## Point-per-instance localization data
------------------------------------------------------------------------
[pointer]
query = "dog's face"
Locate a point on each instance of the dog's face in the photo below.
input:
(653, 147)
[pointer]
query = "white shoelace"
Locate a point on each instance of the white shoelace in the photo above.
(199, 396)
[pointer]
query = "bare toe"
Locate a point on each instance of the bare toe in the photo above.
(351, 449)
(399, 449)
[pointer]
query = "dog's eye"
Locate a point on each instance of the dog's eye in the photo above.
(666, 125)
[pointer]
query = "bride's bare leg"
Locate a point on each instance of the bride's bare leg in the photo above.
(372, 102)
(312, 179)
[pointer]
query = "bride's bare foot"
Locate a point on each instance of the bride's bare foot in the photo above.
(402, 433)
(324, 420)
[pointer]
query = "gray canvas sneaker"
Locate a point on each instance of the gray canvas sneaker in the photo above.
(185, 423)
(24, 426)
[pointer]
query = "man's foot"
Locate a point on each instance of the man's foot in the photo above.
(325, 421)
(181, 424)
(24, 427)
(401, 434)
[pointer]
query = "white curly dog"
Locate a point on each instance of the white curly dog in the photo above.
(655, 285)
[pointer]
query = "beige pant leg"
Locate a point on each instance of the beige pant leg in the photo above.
------------------------------------------------------------------------
## What is expected
Line by line, repeat the data exactly.

## Task output
[pointer]
query = "dog's face"
Locate a point on each instance of the dog's face in the photo below.
input:
(653, 147)
[pointer]
query = "white shoelace"
Locate a point on each instance of the white shoelace in the photo above.
(199, 396)
[pointer]
query = "bare toe"
Locate a point on each instance of the bare toe in the photo above.
(351, 449)
(399, 449)
[pointer]
query = "dog's eye"
Locate a point on each instance of the dog's eye in the photo above.
(666, 125)
[pointer]
query = "bride's bare leg"
Locate a point on each instance of the bride's bare leg in the photo above.
(372, 102)
(312, 179)
[pointer]
query = "bride's bare foot"
Locate a point on each instance of the bride's bare foot in the photo above.
(402, 433)
(324, 420)
[pointer]
query = "gray canvas sneaker"
Locate a point on each instance of the gray canvas sneaker in the photo above.
(185, 423)
(24, 426)
[pointer]
query = "man's foot"
Locate a point on each instance of the man's foot in the photo above.
(325, 421)
(181, 424)
(24, 427)
(401, 434)
[pointer]
query = "white curly dog"
Locate a point on each instance of the white curly dog in the photo above.
(655, 285)
[pointer]
query = "beige pant leg"
Locate a point on each instance of the beige pant leg in the photo above.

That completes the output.